→ **Try it**: Whenever a line in the entries below contains "region", copy that line.

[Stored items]

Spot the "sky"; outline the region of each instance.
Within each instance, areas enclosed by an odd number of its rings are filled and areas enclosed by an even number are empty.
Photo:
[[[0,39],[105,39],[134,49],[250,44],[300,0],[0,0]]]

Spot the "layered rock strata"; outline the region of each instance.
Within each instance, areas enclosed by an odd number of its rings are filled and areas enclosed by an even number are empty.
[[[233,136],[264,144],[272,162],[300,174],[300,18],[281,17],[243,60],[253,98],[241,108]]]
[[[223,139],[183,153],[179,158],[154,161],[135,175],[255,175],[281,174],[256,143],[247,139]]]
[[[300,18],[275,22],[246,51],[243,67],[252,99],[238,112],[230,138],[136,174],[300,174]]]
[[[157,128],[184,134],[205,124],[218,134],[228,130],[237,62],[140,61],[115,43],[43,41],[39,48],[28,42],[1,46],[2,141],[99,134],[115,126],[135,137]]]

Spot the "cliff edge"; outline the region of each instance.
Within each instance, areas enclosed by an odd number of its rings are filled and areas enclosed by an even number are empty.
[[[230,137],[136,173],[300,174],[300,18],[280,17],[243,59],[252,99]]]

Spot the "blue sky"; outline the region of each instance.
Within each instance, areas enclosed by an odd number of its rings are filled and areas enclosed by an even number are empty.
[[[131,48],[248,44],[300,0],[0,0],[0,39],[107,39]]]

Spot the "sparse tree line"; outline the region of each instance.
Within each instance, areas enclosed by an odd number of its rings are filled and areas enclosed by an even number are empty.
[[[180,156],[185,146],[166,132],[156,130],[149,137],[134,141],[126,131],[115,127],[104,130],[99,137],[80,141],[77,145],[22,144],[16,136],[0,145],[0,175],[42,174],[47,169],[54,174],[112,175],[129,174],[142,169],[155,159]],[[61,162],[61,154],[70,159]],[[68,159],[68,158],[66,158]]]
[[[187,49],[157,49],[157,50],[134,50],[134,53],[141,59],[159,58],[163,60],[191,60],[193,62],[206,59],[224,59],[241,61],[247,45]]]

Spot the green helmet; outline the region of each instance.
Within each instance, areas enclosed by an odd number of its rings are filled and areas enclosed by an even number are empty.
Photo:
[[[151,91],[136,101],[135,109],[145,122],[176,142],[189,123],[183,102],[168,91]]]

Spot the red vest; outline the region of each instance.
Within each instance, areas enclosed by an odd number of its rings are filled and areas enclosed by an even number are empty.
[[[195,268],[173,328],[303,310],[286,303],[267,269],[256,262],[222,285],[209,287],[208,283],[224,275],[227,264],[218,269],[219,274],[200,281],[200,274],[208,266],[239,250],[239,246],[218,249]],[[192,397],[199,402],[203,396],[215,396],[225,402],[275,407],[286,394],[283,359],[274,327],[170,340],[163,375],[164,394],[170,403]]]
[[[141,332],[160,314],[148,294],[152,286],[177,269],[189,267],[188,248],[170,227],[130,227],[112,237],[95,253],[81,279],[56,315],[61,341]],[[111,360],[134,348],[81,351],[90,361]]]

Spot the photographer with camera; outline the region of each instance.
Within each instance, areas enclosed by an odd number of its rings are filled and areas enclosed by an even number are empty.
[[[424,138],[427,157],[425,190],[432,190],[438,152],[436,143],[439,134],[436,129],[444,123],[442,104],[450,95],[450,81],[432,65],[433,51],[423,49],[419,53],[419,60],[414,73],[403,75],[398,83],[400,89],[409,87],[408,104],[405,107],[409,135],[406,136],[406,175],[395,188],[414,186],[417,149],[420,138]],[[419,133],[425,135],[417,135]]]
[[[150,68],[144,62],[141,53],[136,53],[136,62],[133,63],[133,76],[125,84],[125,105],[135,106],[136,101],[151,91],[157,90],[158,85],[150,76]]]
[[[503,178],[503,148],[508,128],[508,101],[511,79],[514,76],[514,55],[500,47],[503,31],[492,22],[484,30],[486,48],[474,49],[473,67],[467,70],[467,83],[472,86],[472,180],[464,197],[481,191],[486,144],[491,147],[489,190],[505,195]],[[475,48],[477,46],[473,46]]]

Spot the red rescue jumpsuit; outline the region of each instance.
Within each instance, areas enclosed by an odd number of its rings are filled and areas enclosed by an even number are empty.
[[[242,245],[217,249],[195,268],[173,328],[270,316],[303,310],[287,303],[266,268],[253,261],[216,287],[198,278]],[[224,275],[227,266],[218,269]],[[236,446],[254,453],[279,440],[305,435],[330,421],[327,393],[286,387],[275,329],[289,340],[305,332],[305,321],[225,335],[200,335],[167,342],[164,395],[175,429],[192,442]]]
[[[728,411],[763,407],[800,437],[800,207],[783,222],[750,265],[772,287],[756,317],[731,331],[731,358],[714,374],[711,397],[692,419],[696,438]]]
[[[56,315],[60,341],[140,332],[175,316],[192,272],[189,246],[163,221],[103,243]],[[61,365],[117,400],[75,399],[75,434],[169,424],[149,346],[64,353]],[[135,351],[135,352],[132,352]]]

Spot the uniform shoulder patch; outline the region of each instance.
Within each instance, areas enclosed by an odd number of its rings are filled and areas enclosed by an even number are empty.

→ **Answer space**:
Spot the "sky"; outline the region of each instance.
Spot the "layered rock strata"; outline the region of each instance.
Spot the "cliff edge"; outline the region of each instance.
Spot the "blue sky"; outline the region of each instance.
Spot the "sparse tree line"; outline the region of each instance.
Spot the green helmet; outline the region of each instance.
Spot the red vest; outline the region of each instance.
Spot the photographer with camera; outline the region of each instance.
Spot the red rescue jumpsuit; outline the region of each instance.
Spot the uniform shoulder patch; outline the region of each instance.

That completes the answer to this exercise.